◆ **SOURCE**

▼

Challenges of financing solar projects in India


India generated about 200 MW of solar power in 2011 and aims to achieve an annual 1000 MW by 2013. With various solar power projects being commissioned across the country, the future of solar energy in India seems quite bright. Yet, despite the immense potential of this industry, one of the major challenges that the players face is in procuring finance for solar projects. Experts are of the opinion that despite solar being a lucrative market to invest in, financing solar projects is filled with challenges as it remains a complex process due to the lack of experience. It is still viewed as a risky and expensive option for power generation.

By Richa Chakravarty

Wednesday, May 09, 2012: Financing options

Due to the government’s support, solar projects are an attractive investment option. However, the banks are still not comfortable with the proposed solar power purchase agreement (PPA). Hence, solar players rely more on non-conventional sources of financing like support from the government. Here are some sources of finance for solar power projects:

Equity finances are usually given by investors in exchange for an ownership share in the business. The equity portion can be directly invested by the owner or financed through global venture capital and angel investors. The main advantage of equity financing is that the business is not obligated to repay the money. Instead, the investors hope to reclaim their investment out of future profits (from the project). The involvement of high profile investors may also help to increase the credibility of a new business.


Debt financing comes in the form of loans that must be repaid over time, usually with interest. This is a good option as it allows large industrial houses to get lower rates of finance using their existing relations with the banks. However, it puts the company’s balance sheets at risk and the entire burden of the project failing or under performing falls on the developers.

Project financing is a loan structure that relies primarily on the project’s cash flow for repayment, with the project’s assets, rights and interests held as security. Project finance is different from traditional forms of finance because the borrower primarily looks to the assets and revenue of the project in order to secure and service the loan. In contrast to an ordinary borrowing situation, in project financing, the financier usually has little or no recourse to the non-project assets of the borrower or the sponsors of the project.

Apart from conventional means, businesses can also avail finance from:

Renewable energy (RE) funds: There are a number of loans tailored for RE projects. The Indian Renewable Energy Development Agency (IREDA) gives financial support to specific projects and schemes for generating electricity through new and renewable sources and for conserving energy through effective energy efficiency programmes.

EXIM financing: The United States Export Import Bank provides financing for projects which import a substantial part of the project components from the US. Also, equipment funding in the form of lines of credit is available for project developers that source machinery and other components. EXIM arms of many countries provide such sources of finance for equipment originating from them.

This option provides soft loans for a number of solar PV based power generation projects and products.

Government agencies and commercial banks: Government agencies like Power Finance Corporation, Rural Electrification Corporations (REC) and other interested commercial banks also offer loans to companies. Governments, bilateral and multilateral organisations offer grants at favourable rates to promote renewable energy.

Foreign funding: International banks also offer loans for viable projects. Hence, companies can approach and tap these international institutions for financing at lower rates of interest.

Criteria for obtaining finance

Though Indian commercial banks and lending institutions are still reluctant to fund solar projects, institutional investors and private equity have been more active in this sphere. According to a report by Mercom Capital, a clean energy consulting firm, India received US$ 95 million (Rs 5 billion) in venture capital funding and over US$ 1.1 billion in large scale funding for solar projects in 2011.

▲

◆ **ENTRIES**
▼

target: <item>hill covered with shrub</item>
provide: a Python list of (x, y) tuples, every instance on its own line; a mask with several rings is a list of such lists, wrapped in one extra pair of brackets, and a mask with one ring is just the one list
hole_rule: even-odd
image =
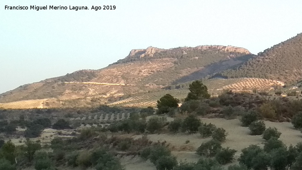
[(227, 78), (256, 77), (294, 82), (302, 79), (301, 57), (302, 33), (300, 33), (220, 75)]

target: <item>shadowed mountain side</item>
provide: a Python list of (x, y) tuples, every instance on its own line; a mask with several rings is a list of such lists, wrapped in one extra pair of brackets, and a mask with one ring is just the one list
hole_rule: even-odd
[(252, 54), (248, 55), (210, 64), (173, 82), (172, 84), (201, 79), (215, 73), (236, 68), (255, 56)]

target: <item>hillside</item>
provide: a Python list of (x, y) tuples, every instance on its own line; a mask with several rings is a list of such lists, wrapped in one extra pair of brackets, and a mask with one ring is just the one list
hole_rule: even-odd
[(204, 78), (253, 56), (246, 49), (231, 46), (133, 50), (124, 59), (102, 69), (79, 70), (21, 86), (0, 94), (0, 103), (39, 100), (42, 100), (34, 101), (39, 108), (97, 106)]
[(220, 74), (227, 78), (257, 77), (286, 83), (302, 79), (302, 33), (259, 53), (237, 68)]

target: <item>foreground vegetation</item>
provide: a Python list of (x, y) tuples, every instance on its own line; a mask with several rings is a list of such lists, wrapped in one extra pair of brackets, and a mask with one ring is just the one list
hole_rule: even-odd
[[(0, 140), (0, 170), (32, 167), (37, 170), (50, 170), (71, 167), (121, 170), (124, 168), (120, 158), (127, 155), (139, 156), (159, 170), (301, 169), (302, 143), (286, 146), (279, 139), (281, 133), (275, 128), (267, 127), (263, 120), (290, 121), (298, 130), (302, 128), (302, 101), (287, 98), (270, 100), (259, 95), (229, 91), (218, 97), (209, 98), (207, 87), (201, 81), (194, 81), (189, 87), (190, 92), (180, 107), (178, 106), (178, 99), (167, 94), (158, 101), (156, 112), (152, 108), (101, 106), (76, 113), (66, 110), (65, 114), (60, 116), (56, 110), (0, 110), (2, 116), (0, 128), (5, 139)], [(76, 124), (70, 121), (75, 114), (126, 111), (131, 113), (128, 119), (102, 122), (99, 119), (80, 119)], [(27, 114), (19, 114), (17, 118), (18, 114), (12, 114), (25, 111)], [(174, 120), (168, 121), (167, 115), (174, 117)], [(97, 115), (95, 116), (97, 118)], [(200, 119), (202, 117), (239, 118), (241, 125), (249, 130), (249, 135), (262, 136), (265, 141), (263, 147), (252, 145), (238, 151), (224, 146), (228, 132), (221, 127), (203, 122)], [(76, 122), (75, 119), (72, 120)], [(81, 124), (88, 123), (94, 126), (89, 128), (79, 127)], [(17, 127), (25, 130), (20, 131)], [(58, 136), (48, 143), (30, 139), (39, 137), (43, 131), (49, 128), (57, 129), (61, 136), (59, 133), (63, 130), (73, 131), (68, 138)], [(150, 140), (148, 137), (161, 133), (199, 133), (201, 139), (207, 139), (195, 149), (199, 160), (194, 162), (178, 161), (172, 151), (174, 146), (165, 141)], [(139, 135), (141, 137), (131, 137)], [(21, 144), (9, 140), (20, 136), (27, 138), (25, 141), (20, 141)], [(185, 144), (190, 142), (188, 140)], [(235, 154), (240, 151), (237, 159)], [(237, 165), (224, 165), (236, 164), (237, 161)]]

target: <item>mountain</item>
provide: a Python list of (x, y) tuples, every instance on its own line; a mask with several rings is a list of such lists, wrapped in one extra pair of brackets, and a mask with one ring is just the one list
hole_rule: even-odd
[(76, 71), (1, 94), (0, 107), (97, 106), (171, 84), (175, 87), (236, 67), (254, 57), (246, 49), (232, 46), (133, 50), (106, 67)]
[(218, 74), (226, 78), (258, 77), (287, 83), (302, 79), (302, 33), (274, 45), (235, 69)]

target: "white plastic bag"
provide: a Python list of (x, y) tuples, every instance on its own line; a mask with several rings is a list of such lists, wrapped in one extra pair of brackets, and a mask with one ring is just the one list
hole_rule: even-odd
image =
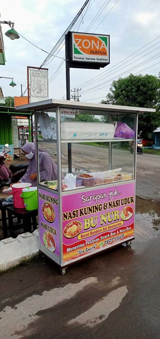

▲

◆ **WHAT YOU NEED TO DO**
Please carry on the article about financing solar projects in India, starting right after its last sentence.

◆ **ANSWER BELOW**
Like all traditional power projects, the two main parameters that are to be fulfilled by a company in order to successfully qualify to obtain finance are: establishing project feasibility backed by a detailed project report, and showcasing a good track record to execute the project. Feasibility of a project is determined by ensuring a favourable internal rate of return and a good debt service coverage ratio. Also, for solar energy developers to obtain finance, PPA must be signed for the energy generated. The developer’s credentials and the overall bankability of the project are also taken into consideration.

While companies availing financial assistance are assessed on the parameters mentioned above, the interest rate and tenure varies depending on the lender as well as the developer. These factors vary based on the strength of the project and the returns perception. Generally, the tenure of financial loan is between 5-15 years. Also, the interest rates from commercial banks and local financial institutions may vary from 11-13 per cent, whereas financing through foreign sources or soft loans may bring down the interest rate to the range of 8-10 per cent.

Challenges faced

The major challenge faced by the solar companies while trying to obtain finance is earning the bank’s confidence in the technology and the viability of the project in the absence of established track records/experience. In many instances, therefore, the lender prefers financing based on the strength of the developer’s balance sheet rather than on project financing models. However, the Ministry of New and Renewable Energy (MNRE), over the past year, has played a major role in educating lenders about the bankability of the PPAs for solar projects, the risks involved benchmarking solar companies, thereby providing technical confidence to the lenders.

Lending institutions have their own set of risks and challenges associated with funding these solar projects in India. Investors have consistently indicated that in the renewable energy sector, the policy design is a key factor in making actual investment decisions. Here are some of the reasons that make lenders hesitate while offering finance:

Technology: Financial institutions face difficulty in financing solar projects as the technology is not yet globally well established. This makes it difficult to correctly assess the risks and viability. For example, newer technologies like thin film and concentrated PV are still unproven technologies and, therefore, lenders hesitate to fund projects based on them.

Estimation of solar radiation: The returns on a solar project are highly sensitive to radiation levels. High quality solar radiation data is a pre-requisite for proper market assessment and project development. This assessment is an important activity and typically requires several months studying the ground measurement of solar radiations. Any error in assessing solar radiation can prove to be risky for future returns.

PPAs: A PPA is signed between the developer and the state electricity distribution companies (DISCOMs). Here, state DISCOMs have to make payments to the developer for generating power. Financial institutions have also expressed fears about issuing loans for solar projects based on concerns that the technology may not perform as expected and that developers may not get paid by financially troubled state electricity distributors.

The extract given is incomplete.